Goal
Reproduce every line of the data below verbatim, keeping every character the same.

Data

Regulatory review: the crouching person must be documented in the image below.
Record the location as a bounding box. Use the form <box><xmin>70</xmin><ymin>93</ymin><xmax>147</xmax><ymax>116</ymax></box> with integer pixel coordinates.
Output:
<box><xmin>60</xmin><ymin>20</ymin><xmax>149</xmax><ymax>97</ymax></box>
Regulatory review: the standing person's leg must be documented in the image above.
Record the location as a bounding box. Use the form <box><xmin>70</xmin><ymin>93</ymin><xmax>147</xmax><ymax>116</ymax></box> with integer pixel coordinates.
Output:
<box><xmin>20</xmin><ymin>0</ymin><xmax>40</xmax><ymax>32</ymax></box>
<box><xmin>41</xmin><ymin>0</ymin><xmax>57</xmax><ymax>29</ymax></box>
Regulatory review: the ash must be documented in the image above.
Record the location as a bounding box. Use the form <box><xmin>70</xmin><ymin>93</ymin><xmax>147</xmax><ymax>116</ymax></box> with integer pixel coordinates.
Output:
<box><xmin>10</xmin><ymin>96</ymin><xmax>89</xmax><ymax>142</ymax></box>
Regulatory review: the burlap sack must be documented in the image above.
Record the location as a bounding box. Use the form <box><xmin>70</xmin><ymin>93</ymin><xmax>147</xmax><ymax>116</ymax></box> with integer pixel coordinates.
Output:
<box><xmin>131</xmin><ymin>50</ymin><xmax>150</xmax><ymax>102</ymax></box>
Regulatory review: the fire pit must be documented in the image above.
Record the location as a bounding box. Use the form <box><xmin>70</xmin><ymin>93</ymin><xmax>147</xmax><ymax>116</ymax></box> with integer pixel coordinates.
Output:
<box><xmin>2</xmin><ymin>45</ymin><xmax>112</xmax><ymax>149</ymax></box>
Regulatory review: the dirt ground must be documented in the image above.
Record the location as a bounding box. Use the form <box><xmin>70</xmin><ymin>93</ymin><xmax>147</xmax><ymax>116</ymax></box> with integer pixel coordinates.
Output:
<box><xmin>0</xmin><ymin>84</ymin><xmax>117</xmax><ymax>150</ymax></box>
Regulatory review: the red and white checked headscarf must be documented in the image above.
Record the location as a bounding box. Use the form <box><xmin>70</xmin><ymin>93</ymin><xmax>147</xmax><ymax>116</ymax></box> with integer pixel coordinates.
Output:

Reply
Regulatory review: the crouching person must be documented in the image below.
Record the location as a bounding box. Use the form <box><xmin>70</xmin><ymin>93</ymin><xmax>147</xmax><ymax>116</ymax></box> with integer pixel coordinates.
Output:
<box><xmin>60</xmin><ymin>20</ymin><xmax>149</xmax><ymax>97</ymax></box>
Regulatory review: the standing person's leg must be documented in the image above.
Record the location as a bounding box. Use the form <box><xmin>70</xmin><ymin>93</ymin><xmax>147</xmax><ymax>116</ymax></box> with integer pixel coordinates.
Output:
<box><xmin>20</xmin><ymin>0</ymin><xmax>40</xmax><ymax>32</ymax></box>
<box><xmin>41</xmin><ymin>0</ymin><xmax>57</xmax><ymax>29</ymax></box>
Regulatory review: the ash must be documented in the image above.
Record the location as a bounding box. Use the form <box><xmin>70</xmin><ymin>93</ymin><xmax>147</xmax><ymax>116</ymax></box> with integer pixel coordinates.
Output:
<box><xmin>10</xmin><ymin>96</ymin><xmax>89</xmax><ymax>142</ymax></box>
Regulatory review: the burlap sack must be documented in the image above.
Record the location as a bounding box. Use the form <box><xmin>70</xmin><ymin>93</ymin><xmax>147</xmax><ymax>116</ymax></box> with integer pixel coordinates.
Output:
<box><xmin>131</xmin><ymin>50</ymin><xmax>150</xmax><ymax>102</ymax></box>
Regulatory review: the fire pit must be documented in the image above.
Record the location as a bounding box. Use the form <box><xmin>70</xmin><ymin>93</ymin><xmax>147</xmax><ymax>116</ymax></box> with integer pixel coordinates.
Output:
<box><xmin>2</xmin><ymin>45</ymin><xmax>112</xmax><ymax>149</ymax></box>
Regulatory review: the dirt ground must be documented in the image above.
Record the location as a bounding box. Use the form <box><xmin>70</xmin><ymin>93</ymin><xmax>147</xmax><ymax>116</ymax></box> with integer pixel coordinates.
Output:
<box><xmin>0</xmin><ymin>84</ymin><xmax>117</xmax><ymax>150</ymax></box>
Regulatory review: the red and white checked headscarf must be documented in the image above.
Record the location as a bounding box. Use the form <box><xmin>70</xmin><ymin>93</ymin><xmax>147</xmax><ymax>116</ymax></box> with integer pixel coordinates.
Output:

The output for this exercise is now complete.